## Aufgaben
**A)** Gib aus dem Text über die Serie „Jäger – Tödliche Gier“ den Abschnitt wortgetreu aus, der mit den Worten „Wenn es bei“ beginnt und mit „des Thrillers ist.“ endet.
**B)** Bei welchem Anbieter ist die Serie laut dem Text über die Serie „Jäger – Tödliche Gier“ im April für den Hausgebrauch erschienen?

┌─ Seite

Die eigene Herkunft lässt sich nur schwer verleugnen. Manch einer kehrt seiner Heimat in jungen Jahren den Rücken und kehrt im Alter dann doch wieder zurück. So auch Kommissar Erik Bäckström, der als Rentner wieder in sein nordschwedisches Heimatdorf zieht. Hier tummeln sich zurzeit wohl auch militante Ökoaktivisten. Wer aber seine Nase überall hereinsteckt und Polizeikollegen dann noch erklärt, wie sie ihre Arbeit zu machen haben, hat kaum Chancen, zum Rückkehrer des Jahres gewählt zu werden. Die schwedische Thriller-Serie „Jäger – Tödliche Gier“ ist im April bei Edel Motion für den Hausgebrauch erschienen.
Wenn es bei dem Namen Bäckström im Zusammenhang mit schwedischen Krimis irgendwie klingelt: richtig erinnert, da war mal was. 1996 schickte Regisseur Kjell Sundvall einen ambitionierten Stockholmer Kommissar zum Ermitteln in dessen nordschwedische Heimat („Die Spur der Jäger“, OT: „Jägarna“). Hier in Norbotten nahe der finnischen Grenze sangen die Wälder noch ewig und des Kommissars Bruder war unangenehmer Weise in einen Fall illegaler Elchjagd verwickelt. „Jägarna“ war bei seinem Erscheinen ein Kinoerfolg in Schweden und wurde in gewisser Weise auch stilbildend für das Genre des düsteren Thrillers skandinavischer Prägung, ebenen dessen, was heute als „Nordic Noir“ oder „Scandic Noir“ ein fest etabliertes und immer noch erfolgreiches Subgenre des Thrillers ist.

└─
┌─ Bereitgestelltes Material

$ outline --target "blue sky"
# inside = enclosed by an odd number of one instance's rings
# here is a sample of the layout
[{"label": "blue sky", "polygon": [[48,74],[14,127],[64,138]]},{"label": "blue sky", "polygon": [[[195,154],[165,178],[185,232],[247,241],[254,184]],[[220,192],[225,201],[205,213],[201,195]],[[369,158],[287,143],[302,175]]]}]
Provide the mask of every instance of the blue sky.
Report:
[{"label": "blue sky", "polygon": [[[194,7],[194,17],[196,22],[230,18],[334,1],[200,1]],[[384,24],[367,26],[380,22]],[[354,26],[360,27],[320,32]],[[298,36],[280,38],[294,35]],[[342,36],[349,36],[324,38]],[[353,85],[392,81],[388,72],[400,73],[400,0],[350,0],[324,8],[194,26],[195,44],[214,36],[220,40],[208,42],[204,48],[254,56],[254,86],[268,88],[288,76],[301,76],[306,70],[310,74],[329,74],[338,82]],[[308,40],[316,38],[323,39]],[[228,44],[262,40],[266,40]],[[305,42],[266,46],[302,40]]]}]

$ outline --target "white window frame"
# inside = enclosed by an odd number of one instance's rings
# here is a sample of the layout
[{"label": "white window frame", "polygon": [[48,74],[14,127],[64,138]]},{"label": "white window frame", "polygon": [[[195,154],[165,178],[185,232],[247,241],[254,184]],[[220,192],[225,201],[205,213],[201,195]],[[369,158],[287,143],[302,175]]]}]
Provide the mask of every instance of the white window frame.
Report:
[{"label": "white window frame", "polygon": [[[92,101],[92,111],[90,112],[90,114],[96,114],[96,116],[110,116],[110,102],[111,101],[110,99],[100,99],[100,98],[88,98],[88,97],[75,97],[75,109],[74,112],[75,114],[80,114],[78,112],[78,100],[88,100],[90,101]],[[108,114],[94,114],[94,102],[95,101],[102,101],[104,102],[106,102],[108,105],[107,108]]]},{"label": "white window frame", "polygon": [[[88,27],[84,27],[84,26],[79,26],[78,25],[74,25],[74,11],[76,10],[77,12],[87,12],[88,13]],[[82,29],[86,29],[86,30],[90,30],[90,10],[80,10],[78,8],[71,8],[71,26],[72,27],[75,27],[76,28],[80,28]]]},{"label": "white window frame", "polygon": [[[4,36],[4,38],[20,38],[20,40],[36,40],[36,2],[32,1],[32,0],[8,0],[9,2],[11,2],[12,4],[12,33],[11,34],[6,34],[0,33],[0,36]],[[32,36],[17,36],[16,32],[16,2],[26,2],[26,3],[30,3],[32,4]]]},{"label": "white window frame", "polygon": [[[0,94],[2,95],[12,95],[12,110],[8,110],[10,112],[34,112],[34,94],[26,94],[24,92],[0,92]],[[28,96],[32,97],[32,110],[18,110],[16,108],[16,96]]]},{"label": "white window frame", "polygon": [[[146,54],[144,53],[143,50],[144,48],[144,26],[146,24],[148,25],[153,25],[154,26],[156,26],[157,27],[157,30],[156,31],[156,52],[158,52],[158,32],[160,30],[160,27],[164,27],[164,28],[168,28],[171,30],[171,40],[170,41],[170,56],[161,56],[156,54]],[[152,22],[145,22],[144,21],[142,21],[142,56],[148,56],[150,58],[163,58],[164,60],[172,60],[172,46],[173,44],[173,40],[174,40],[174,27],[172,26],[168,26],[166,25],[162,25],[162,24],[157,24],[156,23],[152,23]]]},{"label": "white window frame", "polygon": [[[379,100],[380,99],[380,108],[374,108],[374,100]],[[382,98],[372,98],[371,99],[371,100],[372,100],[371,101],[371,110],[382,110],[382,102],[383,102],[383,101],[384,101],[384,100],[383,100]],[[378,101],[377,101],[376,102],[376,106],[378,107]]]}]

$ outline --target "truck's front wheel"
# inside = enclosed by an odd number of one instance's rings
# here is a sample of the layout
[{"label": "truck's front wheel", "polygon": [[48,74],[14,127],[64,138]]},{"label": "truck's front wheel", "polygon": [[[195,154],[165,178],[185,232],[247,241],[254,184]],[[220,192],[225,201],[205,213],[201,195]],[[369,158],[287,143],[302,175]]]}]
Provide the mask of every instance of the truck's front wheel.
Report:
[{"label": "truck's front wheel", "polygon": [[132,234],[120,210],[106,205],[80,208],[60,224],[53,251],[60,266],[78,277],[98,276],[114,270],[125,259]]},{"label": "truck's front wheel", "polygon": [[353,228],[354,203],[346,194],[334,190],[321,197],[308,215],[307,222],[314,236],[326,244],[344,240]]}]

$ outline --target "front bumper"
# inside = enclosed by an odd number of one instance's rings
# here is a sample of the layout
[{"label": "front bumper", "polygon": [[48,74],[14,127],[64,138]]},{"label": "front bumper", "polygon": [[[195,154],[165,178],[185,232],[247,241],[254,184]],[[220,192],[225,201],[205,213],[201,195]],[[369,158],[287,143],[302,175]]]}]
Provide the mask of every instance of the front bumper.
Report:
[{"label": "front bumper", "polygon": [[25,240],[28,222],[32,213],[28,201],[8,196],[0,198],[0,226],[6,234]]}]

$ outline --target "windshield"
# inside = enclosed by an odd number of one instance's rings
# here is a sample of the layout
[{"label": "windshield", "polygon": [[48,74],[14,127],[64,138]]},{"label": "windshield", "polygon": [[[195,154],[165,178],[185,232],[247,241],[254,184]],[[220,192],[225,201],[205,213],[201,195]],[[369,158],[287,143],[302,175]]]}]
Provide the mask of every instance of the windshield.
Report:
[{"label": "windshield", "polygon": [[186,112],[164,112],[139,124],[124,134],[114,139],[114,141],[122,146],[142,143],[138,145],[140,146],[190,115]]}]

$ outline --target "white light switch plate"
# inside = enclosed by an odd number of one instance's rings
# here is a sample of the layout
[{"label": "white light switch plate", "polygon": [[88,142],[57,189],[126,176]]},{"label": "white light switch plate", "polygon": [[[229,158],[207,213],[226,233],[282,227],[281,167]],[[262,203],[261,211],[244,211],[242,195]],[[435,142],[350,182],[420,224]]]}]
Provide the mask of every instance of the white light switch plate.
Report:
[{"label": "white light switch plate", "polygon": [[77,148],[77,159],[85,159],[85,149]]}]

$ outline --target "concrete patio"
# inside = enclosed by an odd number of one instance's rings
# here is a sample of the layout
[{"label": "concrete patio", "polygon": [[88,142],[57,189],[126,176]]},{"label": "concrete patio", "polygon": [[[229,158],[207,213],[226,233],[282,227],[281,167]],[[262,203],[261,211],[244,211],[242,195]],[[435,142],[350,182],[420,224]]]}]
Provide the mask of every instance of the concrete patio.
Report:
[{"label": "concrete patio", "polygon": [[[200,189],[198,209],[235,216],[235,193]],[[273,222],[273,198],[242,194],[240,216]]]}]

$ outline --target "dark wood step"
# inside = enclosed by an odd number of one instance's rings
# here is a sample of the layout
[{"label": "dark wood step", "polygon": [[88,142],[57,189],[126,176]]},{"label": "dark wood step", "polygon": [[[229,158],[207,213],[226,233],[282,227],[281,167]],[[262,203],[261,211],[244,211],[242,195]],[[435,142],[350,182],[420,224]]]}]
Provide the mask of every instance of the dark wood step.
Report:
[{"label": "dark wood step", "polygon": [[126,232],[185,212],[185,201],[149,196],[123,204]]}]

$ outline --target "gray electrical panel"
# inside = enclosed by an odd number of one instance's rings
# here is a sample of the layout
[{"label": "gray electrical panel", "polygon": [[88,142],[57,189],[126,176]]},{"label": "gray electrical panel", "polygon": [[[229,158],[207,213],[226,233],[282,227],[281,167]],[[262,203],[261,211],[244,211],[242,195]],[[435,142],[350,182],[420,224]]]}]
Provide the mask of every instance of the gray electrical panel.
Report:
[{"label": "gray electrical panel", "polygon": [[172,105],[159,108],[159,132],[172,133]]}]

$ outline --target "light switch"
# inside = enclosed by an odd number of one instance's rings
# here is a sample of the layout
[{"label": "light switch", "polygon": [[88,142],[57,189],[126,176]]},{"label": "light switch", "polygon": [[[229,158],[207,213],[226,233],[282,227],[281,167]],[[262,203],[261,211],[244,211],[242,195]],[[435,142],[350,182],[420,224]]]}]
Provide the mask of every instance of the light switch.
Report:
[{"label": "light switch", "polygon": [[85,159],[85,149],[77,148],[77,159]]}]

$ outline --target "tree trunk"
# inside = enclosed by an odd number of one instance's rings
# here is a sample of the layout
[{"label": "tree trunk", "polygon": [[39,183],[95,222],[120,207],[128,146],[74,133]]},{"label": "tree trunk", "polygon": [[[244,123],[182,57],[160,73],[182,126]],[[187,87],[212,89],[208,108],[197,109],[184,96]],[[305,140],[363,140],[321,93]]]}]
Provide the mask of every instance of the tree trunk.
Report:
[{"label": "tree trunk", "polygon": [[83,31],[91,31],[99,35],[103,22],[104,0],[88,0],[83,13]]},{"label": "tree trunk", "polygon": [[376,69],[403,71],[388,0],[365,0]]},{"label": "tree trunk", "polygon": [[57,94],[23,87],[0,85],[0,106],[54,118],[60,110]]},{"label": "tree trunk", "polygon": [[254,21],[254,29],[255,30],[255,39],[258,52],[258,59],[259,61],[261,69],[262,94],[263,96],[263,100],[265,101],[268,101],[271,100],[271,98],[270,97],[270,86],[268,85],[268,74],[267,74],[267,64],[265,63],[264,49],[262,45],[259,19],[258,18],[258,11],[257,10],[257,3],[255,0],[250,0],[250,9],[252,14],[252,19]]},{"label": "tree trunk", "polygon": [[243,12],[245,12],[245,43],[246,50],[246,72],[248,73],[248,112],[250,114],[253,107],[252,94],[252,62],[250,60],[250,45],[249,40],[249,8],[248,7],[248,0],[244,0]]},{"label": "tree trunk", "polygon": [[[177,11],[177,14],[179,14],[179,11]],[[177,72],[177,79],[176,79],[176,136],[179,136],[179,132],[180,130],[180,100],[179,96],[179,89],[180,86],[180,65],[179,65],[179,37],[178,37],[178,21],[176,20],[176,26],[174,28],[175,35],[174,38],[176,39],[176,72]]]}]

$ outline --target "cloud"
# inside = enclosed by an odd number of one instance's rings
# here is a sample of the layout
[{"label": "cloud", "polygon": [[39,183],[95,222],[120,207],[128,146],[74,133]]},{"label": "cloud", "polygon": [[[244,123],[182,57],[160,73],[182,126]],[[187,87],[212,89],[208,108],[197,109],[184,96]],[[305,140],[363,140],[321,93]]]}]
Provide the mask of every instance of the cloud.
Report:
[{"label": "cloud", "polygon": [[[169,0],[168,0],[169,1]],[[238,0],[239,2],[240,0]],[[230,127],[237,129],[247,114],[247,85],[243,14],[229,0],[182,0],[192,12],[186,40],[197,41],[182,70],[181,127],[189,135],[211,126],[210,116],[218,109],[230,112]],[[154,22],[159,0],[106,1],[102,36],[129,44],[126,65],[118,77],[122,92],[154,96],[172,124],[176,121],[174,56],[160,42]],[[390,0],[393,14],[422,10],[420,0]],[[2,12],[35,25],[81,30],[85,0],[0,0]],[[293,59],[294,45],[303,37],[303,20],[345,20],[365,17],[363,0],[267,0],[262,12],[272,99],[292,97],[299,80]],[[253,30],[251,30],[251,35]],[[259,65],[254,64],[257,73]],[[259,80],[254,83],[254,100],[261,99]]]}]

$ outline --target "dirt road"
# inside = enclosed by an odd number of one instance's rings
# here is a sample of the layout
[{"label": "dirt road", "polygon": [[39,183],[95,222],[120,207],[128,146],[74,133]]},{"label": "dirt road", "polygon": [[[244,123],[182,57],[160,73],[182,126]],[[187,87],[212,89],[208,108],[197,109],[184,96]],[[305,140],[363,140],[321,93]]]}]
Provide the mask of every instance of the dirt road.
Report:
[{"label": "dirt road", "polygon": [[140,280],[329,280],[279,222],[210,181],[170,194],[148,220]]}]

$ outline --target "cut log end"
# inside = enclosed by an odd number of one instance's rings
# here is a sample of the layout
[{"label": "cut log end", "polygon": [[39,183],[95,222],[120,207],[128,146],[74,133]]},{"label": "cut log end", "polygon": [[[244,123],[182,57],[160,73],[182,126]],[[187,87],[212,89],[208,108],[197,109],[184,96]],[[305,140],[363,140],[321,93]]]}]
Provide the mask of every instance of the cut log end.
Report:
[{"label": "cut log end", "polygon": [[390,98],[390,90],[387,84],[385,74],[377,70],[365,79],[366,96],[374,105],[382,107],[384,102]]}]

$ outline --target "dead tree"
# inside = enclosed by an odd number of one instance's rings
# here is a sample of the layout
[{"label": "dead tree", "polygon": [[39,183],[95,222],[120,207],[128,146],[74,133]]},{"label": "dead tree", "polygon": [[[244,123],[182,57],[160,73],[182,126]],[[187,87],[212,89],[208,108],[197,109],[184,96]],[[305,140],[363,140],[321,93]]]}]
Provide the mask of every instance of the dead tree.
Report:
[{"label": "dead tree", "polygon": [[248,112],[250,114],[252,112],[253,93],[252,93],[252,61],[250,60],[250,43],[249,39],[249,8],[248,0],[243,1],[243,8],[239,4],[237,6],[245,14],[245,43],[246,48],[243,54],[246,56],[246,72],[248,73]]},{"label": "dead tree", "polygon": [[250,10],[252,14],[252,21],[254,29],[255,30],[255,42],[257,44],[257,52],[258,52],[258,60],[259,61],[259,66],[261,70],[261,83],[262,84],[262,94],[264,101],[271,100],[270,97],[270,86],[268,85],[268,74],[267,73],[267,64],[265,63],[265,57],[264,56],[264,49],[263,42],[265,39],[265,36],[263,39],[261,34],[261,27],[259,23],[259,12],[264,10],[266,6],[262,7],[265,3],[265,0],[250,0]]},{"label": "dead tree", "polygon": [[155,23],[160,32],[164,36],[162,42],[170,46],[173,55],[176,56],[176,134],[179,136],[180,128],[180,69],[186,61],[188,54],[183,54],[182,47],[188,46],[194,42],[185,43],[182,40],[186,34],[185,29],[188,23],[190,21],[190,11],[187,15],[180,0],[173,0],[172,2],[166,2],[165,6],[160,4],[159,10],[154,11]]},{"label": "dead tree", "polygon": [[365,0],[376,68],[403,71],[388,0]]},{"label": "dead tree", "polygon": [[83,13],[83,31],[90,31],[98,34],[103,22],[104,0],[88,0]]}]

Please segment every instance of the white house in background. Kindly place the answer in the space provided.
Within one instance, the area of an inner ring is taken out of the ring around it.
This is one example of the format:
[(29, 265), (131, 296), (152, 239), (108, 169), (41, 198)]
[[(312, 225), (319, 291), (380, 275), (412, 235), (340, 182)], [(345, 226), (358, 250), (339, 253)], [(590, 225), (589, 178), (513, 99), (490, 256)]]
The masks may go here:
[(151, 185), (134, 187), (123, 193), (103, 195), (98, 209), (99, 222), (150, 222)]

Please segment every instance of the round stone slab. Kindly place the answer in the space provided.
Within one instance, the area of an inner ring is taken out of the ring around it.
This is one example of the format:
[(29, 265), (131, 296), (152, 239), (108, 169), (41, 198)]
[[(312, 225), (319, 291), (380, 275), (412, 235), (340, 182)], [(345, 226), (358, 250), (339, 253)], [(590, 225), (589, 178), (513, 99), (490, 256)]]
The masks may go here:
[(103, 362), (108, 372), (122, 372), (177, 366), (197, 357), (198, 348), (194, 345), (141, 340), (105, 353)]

└─

## Gegebene Antworten
**A)**
Wenn es bei dem Namen Bäckström im Zusammenhang mit schwedischen Krimis irgendwie klingelt: richtig erinnert, da war mal was. 1996 schickte Regisseur Kjell Sundvall einen ambitionierten Stockholmer Kommissar zum Ermitteln in dessen nordschwedische Heimat („Die Spur der Jäger“, OT: „Jägarna“). Hier in Norbotten nahe der finnischen Grenze sangen die Wälder noch ewig und des Kommissars Bruder war unangenehmer Weise in einen Fall illegaler Elchjagd verwickelt. „Jägarna“ war bei seinem Erscheinen ein Kinoerfolg in Schweden und wurde in gewisser Weise auch stilbildend für das Genre des düsteren Thrillers skandinavischer Prägung, ebenen dessen, was heute als „Nordic Noir“ oder „Scandic Noir“ ein fest etabliertes und immer noch erfolgreiches Subgenre des Thrillers ist.

**B)** Die Serie ist bei Edel Motion erschienen.